>> begin SELECTED EXTRACT

Articles Posted in Business Torts

Where the trial court found that the defendants committed fraud, not breach of contract, the damages awarded were not limited by language in the parties’ contract.

In Amonett’s Eagle Auction & Realty, LLC v. Norris Bro. Properties, LLC, No. E2024-01931-COA-R3-CV (Tenn. Ct. App. Dec. 17, 2025), the plaintiff was an auction company that contracted to sell real property at auction for the defendants. During the auction, the individual defendants bid on the property themselves to increase the price, and they caused a shill bidder to also take part and increase the price. An LLC owned by the defendants won the auction, but it refused to complete the sale.

The plaintiff auction company filed this suit, asserting various tort claims. The trial court found that the defendants committed fraud and intentional misrepresentation, and it awarded the plaintiff over $91,000 as compensation for the plaintiff’s damages for not having the sale completed, lost time, lost sales expenses, and attorneys’ fees. While the defendants did not appeal the finding of fraud, they did appeal the damages awarded.

Where a town asserted that an individual member of an LLC had promised that the LLC would pay a certain amount towards a road improvement project, but that the LLC never intended to pay that amount, the town had stated a cause of action for promissory fraud against the individual.

>> end SELECTED EXTRACT
>> begin SUPPLIED MATERIAL

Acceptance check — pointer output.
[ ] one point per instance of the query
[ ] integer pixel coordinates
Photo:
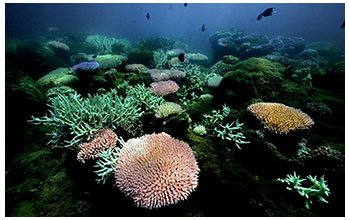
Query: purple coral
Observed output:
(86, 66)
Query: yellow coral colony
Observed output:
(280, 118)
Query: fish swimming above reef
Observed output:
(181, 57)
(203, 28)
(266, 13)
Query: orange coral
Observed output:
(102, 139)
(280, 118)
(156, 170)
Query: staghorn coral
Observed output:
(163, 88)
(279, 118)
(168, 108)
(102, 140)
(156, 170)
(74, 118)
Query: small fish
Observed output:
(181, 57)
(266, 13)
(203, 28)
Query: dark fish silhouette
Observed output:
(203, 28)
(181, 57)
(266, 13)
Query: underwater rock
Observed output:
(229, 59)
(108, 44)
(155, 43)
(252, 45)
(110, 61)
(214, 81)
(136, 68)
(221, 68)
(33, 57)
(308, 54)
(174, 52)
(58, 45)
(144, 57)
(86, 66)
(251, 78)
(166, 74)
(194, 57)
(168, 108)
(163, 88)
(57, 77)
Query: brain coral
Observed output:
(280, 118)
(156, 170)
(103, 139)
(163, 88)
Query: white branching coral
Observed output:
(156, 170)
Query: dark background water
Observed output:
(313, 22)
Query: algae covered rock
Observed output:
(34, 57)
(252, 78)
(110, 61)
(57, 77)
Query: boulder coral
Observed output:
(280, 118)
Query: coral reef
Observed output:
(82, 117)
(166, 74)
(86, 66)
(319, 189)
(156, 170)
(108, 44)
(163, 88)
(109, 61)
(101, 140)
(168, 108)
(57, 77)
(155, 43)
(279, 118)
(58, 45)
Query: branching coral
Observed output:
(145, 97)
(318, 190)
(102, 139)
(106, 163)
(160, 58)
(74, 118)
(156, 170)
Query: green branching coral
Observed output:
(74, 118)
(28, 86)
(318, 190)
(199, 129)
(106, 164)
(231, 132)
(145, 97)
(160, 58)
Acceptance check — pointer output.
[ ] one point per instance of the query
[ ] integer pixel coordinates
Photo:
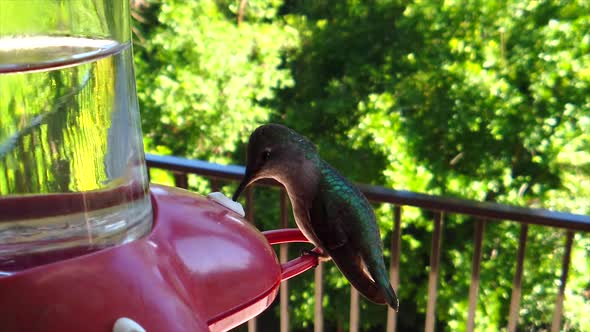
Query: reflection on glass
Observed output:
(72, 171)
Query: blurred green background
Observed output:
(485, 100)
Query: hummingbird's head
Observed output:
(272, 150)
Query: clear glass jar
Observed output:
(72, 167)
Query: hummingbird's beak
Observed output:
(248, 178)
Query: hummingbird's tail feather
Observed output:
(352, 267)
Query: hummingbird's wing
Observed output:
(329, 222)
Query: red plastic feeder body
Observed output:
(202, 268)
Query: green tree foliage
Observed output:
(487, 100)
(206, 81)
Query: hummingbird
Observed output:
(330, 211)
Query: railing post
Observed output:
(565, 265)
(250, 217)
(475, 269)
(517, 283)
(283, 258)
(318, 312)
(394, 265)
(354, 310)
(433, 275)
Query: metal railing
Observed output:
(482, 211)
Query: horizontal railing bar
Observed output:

>> end SUPPLIED MATERIAL

Copy the business torts article again, beginning at the words "Where the trial" and stopping after "complete the sale.", with "defendants" replaced by "sellers".

— SOLUTION BELOW —
Where the trial court found that the sellers committed fraud, not breach of contract, the damages awarded were not limited by language in the parties’ contract.

In Amonett’s Eagle Auction & Realty, LLC v. Norris Bro. Properties, LLC, No. E2024-01931-COA-R3-CV (Tenn. Ct. App. Dec. 17, 2025), the plaintiff was an auction company that contracted to sell real property at auction for the sellers. During the auction, the individual sellers bid on the property themselves to increase the price, and they caused a shill bidder to also take part and increase the price. An LLC owned by the sellers won the auction, but it refused to complete the sale.